Instrucciones de tareas |
**A)** Reescribe el fragmento del extracto sobre León que empieza con las palabras "Luego es hermoso, paradójicamente." y acaba con "más, el caminar.". Sustituye "iglesias" por "capillas".
**B)** Indica si cada afirmación concuerda con el extracto sobre León. Responde sí o no y cita las palabras del texto que lo deciden.
(i) El olor que lo invade todo en León se llama humedad recocida.
(ii) En León abundan los mosquitos.
(iii) El blanco de las iglesias repele el calor.

Extracto |
#####
Mercerreyas

León de poetas

Jueves, 22 de octubre de 2015

Poetas

Poetas

Rubén Darío fue uno de los mayores poetas en lengua hispana

Hay un dulzón olor que todo lo invade en León, a primera hora de la tarde. Inconscientemente perceptible incluso a partir del último suspiro antes de dormir, a partir del primero de un nuevo despertar. Tan intenso es. Y no mucho más. Su nombre es humedad recocida, y no necesita acuse de recibo, viso de multa de tráfico o fe testamentaria para hacerse omnipresente. Tras dos días, perdido por unas calles hervidas donde hasta las colillas humeantes se pegan por esquivar al sol echándose a un lado, es imposible clarear la mente hacia algo que no sea esto como mejor o único resumen posible. El verdugo de Suchitoto, el que viste de naranja, parece tener pase pernocta y hasta aquí se ha acercado a veranear. De día se muere, de noche se ve uno agonizar lentamente en este horno crematorio que, al menos, le tiene a uno a salvo de microbios o mosquitos: ninguno de esos pequeños cabrones podría sobrevivir a este castigo de lugar al que el propio sol exigiría sus discrecionales quince días de vacaciones para perderse en la serranía más próxima, allá por Estelí.
Luego es hermoso, paradójicamente. Níveo, por descontado toda vez que el blanco de incontables iglesias repele el calor; efervescente al estilo del viejo sueño colonial, tal que coloridos muros resquebrajados que se muestran por toda Latinoamérica desde Zacatecas hasta Salta. Cocido bajo el fuego vivo y constante, León obliga a jurar en hebreo una vez se pone un pie en cualquier calle y se pierde el gélido aire acondicionado o templado soplo del ventilador de la pensión. Es entonces cuando decenas de casonas señoriales y santuarios se pierden por una atribulada sucesión de levantados adoquines y lenguas de brea que borbotean dificultando, si cabe aún más, el caminar.
#####
Registros extraídos |

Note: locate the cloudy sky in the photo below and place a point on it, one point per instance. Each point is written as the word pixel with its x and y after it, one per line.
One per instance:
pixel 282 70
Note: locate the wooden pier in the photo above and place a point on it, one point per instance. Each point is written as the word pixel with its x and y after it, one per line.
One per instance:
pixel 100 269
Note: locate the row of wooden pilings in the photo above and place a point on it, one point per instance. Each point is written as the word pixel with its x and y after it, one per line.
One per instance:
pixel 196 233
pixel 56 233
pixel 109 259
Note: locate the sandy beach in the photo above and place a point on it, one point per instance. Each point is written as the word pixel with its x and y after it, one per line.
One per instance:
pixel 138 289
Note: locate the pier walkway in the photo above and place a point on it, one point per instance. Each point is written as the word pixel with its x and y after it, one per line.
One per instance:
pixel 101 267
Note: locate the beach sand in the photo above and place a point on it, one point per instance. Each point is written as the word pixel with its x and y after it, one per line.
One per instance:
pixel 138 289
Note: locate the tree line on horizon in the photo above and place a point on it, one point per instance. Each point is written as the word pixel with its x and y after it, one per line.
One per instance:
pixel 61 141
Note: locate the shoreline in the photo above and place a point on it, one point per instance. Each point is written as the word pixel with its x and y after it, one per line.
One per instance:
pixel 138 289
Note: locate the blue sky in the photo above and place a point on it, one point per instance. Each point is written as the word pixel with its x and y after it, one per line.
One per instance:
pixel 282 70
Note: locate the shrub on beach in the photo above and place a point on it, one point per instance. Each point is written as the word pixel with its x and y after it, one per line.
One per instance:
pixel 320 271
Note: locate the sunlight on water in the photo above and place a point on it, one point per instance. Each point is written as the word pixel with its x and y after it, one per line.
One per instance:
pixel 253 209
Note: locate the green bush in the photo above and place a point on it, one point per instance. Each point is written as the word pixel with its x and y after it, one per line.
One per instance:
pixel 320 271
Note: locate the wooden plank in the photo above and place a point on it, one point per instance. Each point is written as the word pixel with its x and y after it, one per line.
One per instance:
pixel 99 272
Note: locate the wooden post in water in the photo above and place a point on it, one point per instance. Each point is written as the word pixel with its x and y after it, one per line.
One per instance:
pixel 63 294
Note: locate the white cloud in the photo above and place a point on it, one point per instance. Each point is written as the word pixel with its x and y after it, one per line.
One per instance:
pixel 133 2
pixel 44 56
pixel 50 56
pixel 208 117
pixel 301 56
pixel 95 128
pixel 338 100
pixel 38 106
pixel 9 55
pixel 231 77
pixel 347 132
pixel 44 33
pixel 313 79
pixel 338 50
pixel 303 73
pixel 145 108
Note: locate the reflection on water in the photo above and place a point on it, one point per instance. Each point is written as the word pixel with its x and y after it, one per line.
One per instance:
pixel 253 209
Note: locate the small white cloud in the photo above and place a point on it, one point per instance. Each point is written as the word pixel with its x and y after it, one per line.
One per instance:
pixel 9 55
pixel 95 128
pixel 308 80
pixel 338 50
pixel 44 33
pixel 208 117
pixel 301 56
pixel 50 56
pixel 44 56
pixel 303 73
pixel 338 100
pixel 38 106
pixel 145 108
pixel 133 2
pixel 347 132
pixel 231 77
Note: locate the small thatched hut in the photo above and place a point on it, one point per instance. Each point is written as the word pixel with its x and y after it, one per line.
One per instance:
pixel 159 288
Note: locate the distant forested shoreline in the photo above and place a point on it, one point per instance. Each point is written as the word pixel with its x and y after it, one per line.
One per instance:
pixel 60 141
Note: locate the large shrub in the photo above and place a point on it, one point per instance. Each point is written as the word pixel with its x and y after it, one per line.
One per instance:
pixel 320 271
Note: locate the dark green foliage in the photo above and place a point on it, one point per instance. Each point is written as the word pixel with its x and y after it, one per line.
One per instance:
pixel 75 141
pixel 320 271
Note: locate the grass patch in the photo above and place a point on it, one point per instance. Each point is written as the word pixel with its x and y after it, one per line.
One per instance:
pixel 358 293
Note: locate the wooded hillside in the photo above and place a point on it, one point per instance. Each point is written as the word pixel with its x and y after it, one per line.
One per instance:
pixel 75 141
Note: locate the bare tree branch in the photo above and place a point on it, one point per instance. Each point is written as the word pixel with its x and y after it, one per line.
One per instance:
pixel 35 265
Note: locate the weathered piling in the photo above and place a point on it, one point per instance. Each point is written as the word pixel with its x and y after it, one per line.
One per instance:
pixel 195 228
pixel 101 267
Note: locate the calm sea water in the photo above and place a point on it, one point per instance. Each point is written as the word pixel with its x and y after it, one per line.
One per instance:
#####
Respuestas |
**A)**
Luego es hermoso, paradójicamente. Níveo, por descontado toda vez que el blanco de incontables capillas repele el calor; efervescente al estilo del viejo sueño colonial, tal que coloridos muros resquebrajados que se muestran por toda Latinoamérica desde Zacatecas hasta Salta. Cocido bajo el fuego vivo y constante, León obliga a jurar en hebreo una vez se pone un pie en cualquier calle y se pierde el gélido aire acondicionado o templado soplo del ventilador de la pensión. Es entonces cuando decenas de casonas señoriales y santuarios se pierden por una atribulada sucesión de levantados adoquines y lenguas de brea que borbotean dificultando, si cabe aún más, el caminar.

**B)**
(i) Sí: "Su nombre es humedad recocida".
(ii) No: "ninguno de esos pequeños cabrones podría sobrevivir a este castigo de lugar".
(iii) Sí: "el blanco de incontables iglesias repele el calor".